▶ Description of the task
Pick out each line of the records that contains the word "gear" and copy those lines.

▶ Input for this task

START

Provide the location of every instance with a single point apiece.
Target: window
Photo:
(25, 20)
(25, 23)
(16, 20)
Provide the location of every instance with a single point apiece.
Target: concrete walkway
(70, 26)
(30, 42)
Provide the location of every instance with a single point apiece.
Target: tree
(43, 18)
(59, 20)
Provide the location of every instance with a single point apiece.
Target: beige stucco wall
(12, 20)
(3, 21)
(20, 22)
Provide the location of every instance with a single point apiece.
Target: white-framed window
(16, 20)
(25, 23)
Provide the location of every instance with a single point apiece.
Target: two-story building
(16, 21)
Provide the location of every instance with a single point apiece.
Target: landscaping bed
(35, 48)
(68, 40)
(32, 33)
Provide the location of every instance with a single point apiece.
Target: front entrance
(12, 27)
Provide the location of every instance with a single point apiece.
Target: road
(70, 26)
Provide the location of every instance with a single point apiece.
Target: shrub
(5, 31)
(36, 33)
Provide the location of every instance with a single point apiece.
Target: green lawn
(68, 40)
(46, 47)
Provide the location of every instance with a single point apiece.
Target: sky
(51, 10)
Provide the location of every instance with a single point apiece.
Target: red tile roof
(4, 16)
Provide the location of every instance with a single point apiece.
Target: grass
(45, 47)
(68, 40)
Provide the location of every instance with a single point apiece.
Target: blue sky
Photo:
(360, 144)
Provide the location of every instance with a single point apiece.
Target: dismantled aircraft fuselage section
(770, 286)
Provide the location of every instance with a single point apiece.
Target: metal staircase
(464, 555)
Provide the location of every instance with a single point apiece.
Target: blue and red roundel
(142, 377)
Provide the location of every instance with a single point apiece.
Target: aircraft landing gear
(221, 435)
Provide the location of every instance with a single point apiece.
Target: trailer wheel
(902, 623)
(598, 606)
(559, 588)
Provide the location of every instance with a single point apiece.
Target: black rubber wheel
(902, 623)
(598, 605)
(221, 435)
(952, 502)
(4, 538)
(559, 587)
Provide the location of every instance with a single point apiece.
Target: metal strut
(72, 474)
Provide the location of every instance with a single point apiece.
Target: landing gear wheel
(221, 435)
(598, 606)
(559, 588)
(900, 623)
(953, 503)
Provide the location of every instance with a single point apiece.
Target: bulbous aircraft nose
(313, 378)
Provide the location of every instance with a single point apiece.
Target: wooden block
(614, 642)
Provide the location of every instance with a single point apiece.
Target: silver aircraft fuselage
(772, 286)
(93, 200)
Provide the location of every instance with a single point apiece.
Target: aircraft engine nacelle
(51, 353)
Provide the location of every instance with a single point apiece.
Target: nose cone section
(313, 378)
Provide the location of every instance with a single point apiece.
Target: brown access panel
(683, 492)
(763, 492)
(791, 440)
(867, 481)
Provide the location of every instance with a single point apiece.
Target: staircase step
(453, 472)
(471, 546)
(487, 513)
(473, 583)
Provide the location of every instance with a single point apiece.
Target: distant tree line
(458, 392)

END

▶ The output
Target: aircraft landing gear
Target: landing gear wheel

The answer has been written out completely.